» **What needs to be done**
Which lines run from the line containing "One pin marks each instance of the jeep tail" through the end of the records below? Reproduce them exactly, and nothing else.

##########

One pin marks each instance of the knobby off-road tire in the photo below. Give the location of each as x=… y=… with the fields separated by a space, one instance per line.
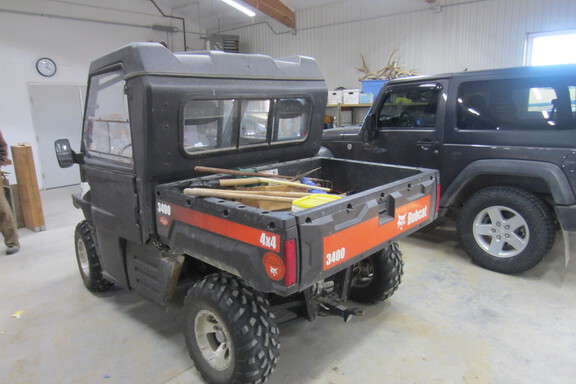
x=87 y=258
x=231 y=334
x=506 y=230
x=378 y=276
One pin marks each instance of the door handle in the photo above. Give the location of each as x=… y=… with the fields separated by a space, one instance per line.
x=427 y=144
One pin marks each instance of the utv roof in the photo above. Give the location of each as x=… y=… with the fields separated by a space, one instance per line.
x=544 y=70
x=140 y=59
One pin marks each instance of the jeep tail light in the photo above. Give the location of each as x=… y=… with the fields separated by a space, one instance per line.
x=438 y=198
x=290 y=262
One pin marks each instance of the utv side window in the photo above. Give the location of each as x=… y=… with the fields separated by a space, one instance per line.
x=414 y=107
x=291 y=120
x=208 y=125
x=517 y=104
x=254 y=122
x=107 y=125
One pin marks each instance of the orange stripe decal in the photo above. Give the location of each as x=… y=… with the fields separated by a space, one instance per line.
x=227 y=228
x=350 y=242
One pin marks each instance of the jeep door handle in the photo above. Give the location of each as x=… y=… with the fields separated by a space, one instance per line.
x=427 y=144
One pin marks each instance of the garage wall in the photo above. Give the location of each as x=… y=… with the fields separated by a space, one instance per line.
x=73 y=42
x=475 y=34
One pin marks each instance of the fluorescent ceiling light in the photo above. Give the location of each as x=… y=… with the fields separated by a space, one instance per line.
x=240 y=7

##########

» **Written solution**
One pin marks each instance of the jeep tail light in the photo above. Give the location of each as x=… y=… with the fields separated by a space, one instance per line.
x=438 y=198
x=290 y=262
One pin marks each instance of the utv side window in the photo above. Give the location of each as x=… y=… with the fields separated by a space, one instance per line.
x=414 y=107
x=291 y=120
x=208 y=125
x=517 y=104
x=254 y=122
x=107 y=125
One pin marks each instance of the orange stripe decal in the photo above. Give the location of each as x=… y=… with the fields separated by a space, one instance per line.
x=227 y=228
x=350 y=242
One pin marks each instance of the jeep door handle in the photo above. Give the location of each as x=… y=… with the fields separated by a space, one instance per line.
x=427 y=144
One pin marks each instance of the garage wall in the photo above. Give the location of each as x=… y=… with the fields separated by a space, one instance per line.
x=73 y=42
x=475 y=34
One pin marks each instance of the fluorescent ceiling light in the photo above. Give the location of each as x=… y=… with the fields separated by a space, one instance per line.
x=240 y=7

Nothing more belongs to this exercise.